■ **DIRECTIONS**
Copy every record below exactly as it appears.

:: SUPPLIED ENTRIES

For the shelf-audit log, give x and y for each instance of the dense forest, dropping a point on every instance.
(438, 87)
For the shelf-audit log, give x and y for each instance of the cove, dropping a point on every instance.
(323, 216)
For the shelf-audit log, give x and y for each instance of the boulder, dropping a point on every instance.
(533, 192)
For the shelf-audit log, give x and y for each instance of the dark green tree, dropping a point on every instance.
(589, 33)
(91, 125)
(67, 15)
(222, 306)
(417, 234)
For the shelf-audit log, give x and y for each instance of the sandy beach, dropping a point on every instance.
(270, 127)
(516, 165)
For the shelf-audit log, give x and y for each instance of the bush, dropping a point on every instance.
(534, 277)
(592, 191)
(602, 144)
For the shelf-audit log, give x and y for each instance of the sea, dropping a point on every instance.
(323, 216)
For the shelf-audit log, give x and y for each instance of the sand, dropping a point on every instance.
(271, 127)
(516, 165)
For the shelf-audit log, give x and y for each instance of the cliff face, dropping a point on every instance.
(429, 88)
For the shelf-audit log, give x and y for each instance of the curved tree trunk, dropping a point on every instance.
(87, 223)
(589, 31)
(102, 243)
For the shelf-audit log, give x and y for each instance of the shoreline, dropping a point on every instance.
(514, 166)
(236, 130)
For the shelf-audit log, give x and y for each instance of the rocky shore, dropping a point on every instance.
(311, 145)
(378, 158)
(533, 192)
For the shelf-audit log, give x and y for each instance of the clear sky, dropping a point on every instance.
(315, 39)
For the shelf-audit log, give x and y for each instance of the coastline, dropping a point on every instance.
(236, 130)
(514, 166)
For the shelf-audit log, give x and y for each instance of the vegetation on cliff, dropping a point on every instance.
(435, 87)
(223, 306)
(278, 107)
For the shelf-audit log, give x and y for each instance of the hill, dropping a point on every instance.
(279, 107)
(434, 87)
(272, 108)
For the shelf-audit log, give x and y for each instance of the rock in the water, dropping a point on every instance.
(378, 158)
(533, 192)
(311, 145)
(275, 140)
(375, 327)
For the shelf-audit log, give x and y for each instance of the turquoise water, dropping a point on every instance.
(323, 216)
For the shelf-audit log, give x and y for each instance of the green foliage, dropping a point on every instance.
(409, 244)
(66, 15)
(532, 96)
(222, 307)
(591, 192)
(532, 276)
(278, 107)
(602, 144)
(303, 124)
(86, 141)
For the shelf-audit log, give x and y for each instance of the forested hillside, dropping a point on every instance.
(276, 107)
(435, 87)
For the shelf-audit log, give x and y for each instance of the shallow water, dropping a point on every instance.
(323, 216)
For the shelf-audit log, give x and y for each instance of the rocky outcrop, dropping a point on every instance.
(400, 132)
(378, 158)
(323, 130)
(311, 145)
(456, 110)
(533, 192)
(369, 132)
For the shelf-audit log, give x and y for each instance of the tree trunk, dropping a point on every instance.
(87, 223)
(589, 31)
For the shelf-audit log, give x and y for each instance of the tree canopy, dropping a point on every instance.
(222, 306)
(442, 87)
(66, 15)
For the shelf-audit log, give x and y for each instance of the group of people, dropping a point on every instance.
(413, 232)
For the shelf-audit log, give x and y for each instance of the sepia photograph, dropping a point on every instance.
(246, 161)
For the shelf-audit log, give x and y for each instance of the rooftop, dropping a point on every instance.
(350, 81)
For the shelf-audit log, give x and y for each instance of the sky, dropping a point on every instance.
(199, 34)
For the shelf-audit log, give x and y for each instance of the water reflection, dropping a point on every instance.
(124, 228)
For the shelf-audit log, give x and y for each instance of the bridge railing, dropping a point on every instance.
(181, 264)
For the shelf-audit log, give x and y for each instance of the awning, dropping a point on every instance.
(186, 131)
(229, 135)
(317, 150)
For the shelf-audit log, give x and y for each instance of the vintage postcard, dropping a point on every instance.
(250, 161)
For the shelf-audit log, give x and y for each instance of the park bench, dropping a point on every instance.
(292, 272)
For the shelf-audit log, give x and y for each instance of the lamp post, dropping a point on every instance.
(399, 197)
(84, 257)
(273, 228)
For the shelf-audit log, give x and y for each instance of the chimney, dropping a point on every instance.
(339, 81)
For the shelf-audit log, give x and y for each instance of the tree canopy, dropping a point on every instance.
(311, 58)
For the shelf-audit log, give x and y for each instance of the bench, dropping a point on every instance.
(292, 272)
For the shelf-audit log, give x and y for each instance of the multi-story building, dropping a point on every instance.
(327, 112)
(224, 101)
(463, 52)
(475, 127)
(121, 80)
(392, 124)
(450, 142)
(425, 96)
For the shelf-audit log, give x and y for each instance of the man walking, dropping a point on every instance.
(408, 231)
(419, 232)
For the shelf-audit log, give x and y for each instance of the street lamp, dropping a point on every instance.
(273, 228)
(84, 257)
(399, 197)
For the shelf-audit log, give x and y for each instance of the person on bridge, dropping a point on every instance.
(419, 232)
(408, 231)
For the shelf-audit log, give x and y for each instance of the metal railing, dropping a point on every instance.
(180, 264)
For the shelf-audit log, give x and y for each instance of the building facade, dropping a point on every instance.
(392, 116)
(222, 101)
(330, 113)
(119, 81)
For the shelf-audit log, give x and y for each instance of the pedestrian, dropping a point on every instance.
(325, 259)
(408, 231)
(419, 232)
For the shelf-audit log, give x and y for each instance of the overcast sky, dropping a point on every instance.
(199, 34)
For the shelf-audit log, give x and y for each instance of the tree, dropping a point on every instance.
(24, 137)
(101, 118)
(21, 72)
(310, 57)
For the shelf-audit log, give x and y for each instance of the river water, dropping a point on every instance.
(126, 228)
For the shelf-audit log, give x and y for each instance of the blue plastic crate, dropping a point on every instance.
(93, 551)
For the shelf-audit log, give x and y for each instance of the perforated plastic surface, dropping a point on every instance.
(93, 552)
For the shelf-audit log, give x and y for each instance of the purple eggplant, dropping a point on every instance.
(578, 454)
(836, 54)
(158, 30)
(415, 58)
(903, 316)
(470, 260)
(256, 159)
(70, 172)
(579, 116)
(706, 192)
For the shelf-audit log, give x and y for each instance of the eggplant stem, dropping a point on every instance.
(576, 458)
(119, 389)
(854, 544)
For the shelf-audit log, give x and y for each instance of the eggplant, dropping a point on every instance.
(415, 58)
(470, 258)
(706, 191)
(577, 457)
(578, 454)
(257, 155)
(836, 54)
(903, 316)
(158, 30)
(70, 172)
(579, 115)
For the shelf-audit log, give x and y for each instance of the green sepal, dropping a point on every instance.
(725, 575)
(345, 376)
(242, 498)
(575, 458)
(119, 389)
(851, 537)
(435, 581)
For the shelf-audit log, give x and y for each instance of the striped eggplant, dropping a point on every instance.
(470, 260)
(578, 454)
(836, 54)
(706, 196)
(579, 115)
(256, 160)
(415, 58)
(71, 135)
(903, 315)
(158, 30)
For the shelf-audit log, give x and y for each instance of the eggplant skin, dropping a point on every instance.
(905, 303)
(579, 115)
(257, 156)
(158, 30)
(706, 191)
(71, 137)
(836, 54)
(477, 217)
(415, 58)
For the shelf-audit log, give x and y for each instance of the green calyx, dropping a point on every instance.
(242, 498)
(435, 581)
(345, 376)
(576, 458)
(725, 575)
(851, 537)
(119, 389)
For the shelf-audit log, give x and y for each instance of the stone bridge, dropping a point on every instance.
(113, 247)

::::

■ **EXPECTED ANSWER**
For the shelf-audit log, give x and y for each instance of the dense forest, dropping a point on every instance.
(438, 87)
For the shelf-audit log, give x and y for each instance of the cove, dropping a point on every instance.
(323, 216)
For the shelf-audit log, give x and y for each instance of the boulder, dropping a point on every instance.
(533, 192)
For the shelf-audit log, give x and y for each instance of the dark green tree, dropping a point on every instance.
(589, 33)
(91, 125)
(67, 15)
(222, 306)
(417, 234)
For the shelf-audit log, give x and y for each instance of the sandy beach, dropping a point on every instance.
(270, 127)
(516, 165)
For the shelf-audit log, give x and y for each instance of the bush, dropping a point on every instance.
(534, 277)
(592, 191)
(602, 144)
For the shelf-audit log, give x and y for each instance of the sea, dropping a point on every instance.
(323, 216)
For the shelf-audit log, give x and y for each instance of the sand, dropping a point on every instance.
(271, 127)
(516, 165)
For the shelf-audit log, give x and y for each instance of the cliff face, dropping a point on every instance.
(429, 88)
For the shelf-audit log, give x and y for each instance of the curved tree trunk, dropping a point on every instance.
(87, 223)
(589, 31)
(102, 243)
For the shelf-audit log, give x and y for each instance of the shoreline, dropping a point on every instance.
(514, 166)
(236, 130)
For the shelf-audit log, give x and y for each instance of the rocky shore, dropping a point on every instance.
(311, 145)
(378, 158)
(533, 192)
For the shelf-audit log, give x and y for each instance of the clear sky, dropping a point on every instance.
(315, 39)
For the shelf-audit log, give x and y for each instance of the coastline, dropping a point on every instance.
(236, 130)
(514, 166)
For the shelf-audit log, give x and y for each instance of the vegetation on cliff, dropping a point on every instance.
(435, 87)
(223, 306)
(278, 107)
For the shelf-audit log, give x and y for each instance of the hill, dropping a point on every instance.
(279, 107)
(434, 87)
(272, 108)
For the shelf-audit log, give x and y for each instance of the rock in the water, dropping a point on every instance.
(378, 158)
(533, 192)
(311, 145)
(275, 140)
(375, 327)
For the shelf-audit log, give x and y for each instance of the turquoise water, dropping a point on every instance.
(323, 216)
For the shelf-audit log, give x and y for each instance of the green foliage, dropping a point on every instance.
(409, 244)
(66, 15)
(532, 96)
(222, 307)
(591, 192)
(532, 276)
(278, 107)
(602, 144)
(303, 124)
(86, 141)
For the shelf-audit log, give x and y for each instance of the forested hillside, dropping a point on every instance.
(276, 107)
(435, 87)
For the shelf-audit log, give x and y for each instance of the shallow water, dropping a point on every instance.
(323, 216)
For the shelf-audit log, give x and y for each instance of the rocky outcrop, dropping a point on every instance.
(400, 132)
(378, 158)
(323, 130)
(311, 145)
(456, 110)
(533, 192)
(369, 132)
For the shelf-audit log, give x and y for each instance of the tree trunk, dropping a point on every instance.
(87, 223)
(589, 31)
For the shelf-audit log, give x and y for each instance of the tree canopy, dropping a point on every instance.
(222, 306)
(442, 87)
(66, 15)
For the shelf-audit log, give x and y for each instance of the group of people, dropping a point on every instance.
(413, 232)
For the shelf-audit log, give x and y for each instance of the sepia photograph, dropping a point on every instance.
(246, 161)
For the shelf-audit log, give x and y for each instance of the rooftop, dropping a point on every instance.
(350, 81)
For the shelf-audit log, give x and y for each instance of the sky, dropping a point on every instance.
(199, 34)
For the shelf-audit log, give x and y for each instance of the water reflection, dropping a point on every instance.
(124, 228)
For the shelf-audit log, give x and y for each instance of the bridge railing, dropping a point on every instance.
(181, 264)
For the shelf-audit log, give x and y for each instance of the awning, dropping a point on every instance.
(186, 131)
(229, 135)
(317, 150)
For the shelf-audit log, give x and y for each instance of the vintage postcard, dropping a point on every instance.
(250, 161)
For the shelf-audit log, give x and y for each instance of the park bench, dropping a point on every instance.
(292, 272)
For the shelf-audit log, give x and y for each instance of the lamp post, dropping a point on every instance.
(399, 197)
(84, 257)
(273, 228)
For the shelf-audit log, give x and y for each instance of the chimney, dropping a point on every instance.
(339, 81)
For the shelf-audit log, give x and y for each instance of the tree canopy, dropping a point on every instance.
(311, 58)
For the shelf-audit log, give x and y for each instance of the bench, dropping a point on every instance.
(292, 272)
For the shelf-audit log, give x and y for each instance of the multi-story building, dropping a point on every instance.
(327, 112)
(224, 101)
(463, 52)
(475, 127)
(121, 80)
(392, 124)
(450, 142)
(425, 96)
For the shelf-audit log, give x and y for each instance of the man walking, dropping a point on every instance.
(408, 231)
(419, 232)
For the shelf-audit log, give x and y for each instance of the street lamp, dropping a point on every instance.
(273, 228)
(84, 257)
(399, 197)
For the shelf-audit log, give x and y for each instance of the person on bridge, dropping a point on every instance.
(419, 232)
(408, 231)
For the shelf-audit log, give x and y for each instance of the metal railing, dropping a point on every instance.
(180, 264)
For the shelf-audit log, give x and y for each instance of the building facade, dropping a point on every instance.
(392, 116)
(222, 101)
(330, 113)
(119, 81)
For the shelf-audit log, give x and y for each instance of the pedestrian, dropping a point on every instance.
(325, 259)
(408, 231)
(419, 232)
For the shelf-audit log, give x and y for each instance of the overcast sky, dropping a point on every instance.
(199, 34)
For the shelf-audit log, give x and y for each instance of the tree, dropping a point on every instance.
(24, 137)
(101, 118)
(21, 72)
(310, 57)
For the shelf-audit log, give x and y for each instance of the river water, dropping a point on every instance.
(126, 228)
For the shelf-audit log, give x and y for each instance of the blue plastic crate, dropping a point on every instance.
(93, 551)
For the shelf-audit log, give x and y for each instance of the perforated plastic surface, dropping a point on every instance.
(93, 552)
For the shelf-audit log, give x and y for each instance of the purple eggplant, dropping a point on every instance.
(578, 454)
(836, 54)
(158, 30)
(415, 58)
(903, 316)
(470, 260)
(256, 159)
(70, 172)
(579, 116)
(706, 192)
For the shelf-audit log, give x and y for each instance of the eggplant stem, dropping a point on every instance.
(576, 458)
(119, 389)
(854, 544)
For the shelf-audit log, give x and y for each instance of the eggplant, dropping a point on every instance.
(415, 58)
(470, 258)
(706, 191)
(577, 457)
(578, 454)
(257, 155)
(836, 54)
(903, 316)
(158, 30)
(70, 172)
(579, 115)
For the shelf-audit log, give x and y for each instance of the green sepal, dropping a point on every instance.
(725, 575)
(345, 376)
(242, 498)
(575, 458)
(119, 389)
(851, 537)
(435, 581)
For the shelf-audit log, give x and y for each instance of the striped eggplant, dropping a point on every instance.
(470, 260)
(578, 454)
(836, 54)
(706, 196)
(579, 115)
(256, 160)
(415, 58)
(71, 135)
(903, 315)
(158, 30)
For the shelf-audit log, give x and y for each instance of the eggplant skin, dropping a point on every instance.
(905, 303)
(579, 115)
(257, 156)
(158, 30)
(706, 191)
(71, 137)
(836, 54)
(477, 217)
(415, 58)
For the shelf-audit log, give x and y for each instance of the green calyx, dropping a point on every instance.
(242, 498)
(435, 581)
(345, 376)
(576, 458)
(725, 575)
(851, 537)
(119, 389)
For the shelf-audit log, give x and y for each instance of the stone bridge, dropping a point on every instance.
(113, 247)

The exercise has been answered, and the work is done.